▶ WHAT TO WORK ON
Output an exact reproduction of the data.

▶ STORED RECORDS
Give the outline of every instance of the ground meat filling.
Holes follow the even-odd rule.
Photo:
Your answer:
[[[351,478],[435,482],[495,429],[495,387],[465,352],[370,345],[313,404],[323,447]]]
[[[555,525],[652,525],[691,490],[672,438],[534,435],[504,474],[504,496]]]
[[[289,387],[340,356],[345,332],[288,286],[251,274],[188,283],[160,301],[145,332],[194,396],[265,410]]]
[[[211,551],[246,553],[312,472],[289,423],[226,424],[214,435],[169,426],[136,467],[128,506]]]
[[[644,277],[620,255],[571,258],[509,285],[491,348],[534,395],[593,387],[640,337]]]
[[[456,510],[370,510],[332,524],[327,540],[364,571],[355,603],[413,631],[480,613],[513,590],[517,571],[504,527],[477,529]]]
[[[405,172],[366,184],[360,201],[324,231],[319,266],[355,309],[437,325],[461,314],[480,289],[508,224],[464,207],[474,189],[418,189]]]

▶ ANSWER TO THE PROBLEM
Give the outline of every instance of the ground meat filling.
Holes follow the even-odd rule.
Photo:
Your answer:
[[[351,478],[435,482],[495,429],[495,387],[465,352],[370,345],[313,404],[323,447]]]
[[[555,525],[652,525],[691,490],[672,438],[534,435],[504,474],[504,496]]]
[[[289,387],[340,356],[345,332],[288,286],[251,274],[188,283],[160,301],[145,332],[194,396],[265,410]]]
[[[211,551],[246,553],[312,472],[289,423],[226,424],[214,435],[169,426],[136,467],[128,506]]]
[[[644,277],[620,255],[571,258],[509,285],[491,348],[534,395],[593,387],[640,337]]]
[[[456,510],[370,510],[332,524],[327,540],[364,571],[355,603],[413,631],[480,613],[513,590],[517,571],[504,527],[477,529]]]
[[[405,172],[366,184],[360,201],[324,231],[319,266],[355,309],[437,325],[461,314],[480,289],[508,224],[464,207],[474,189],[418,189]]]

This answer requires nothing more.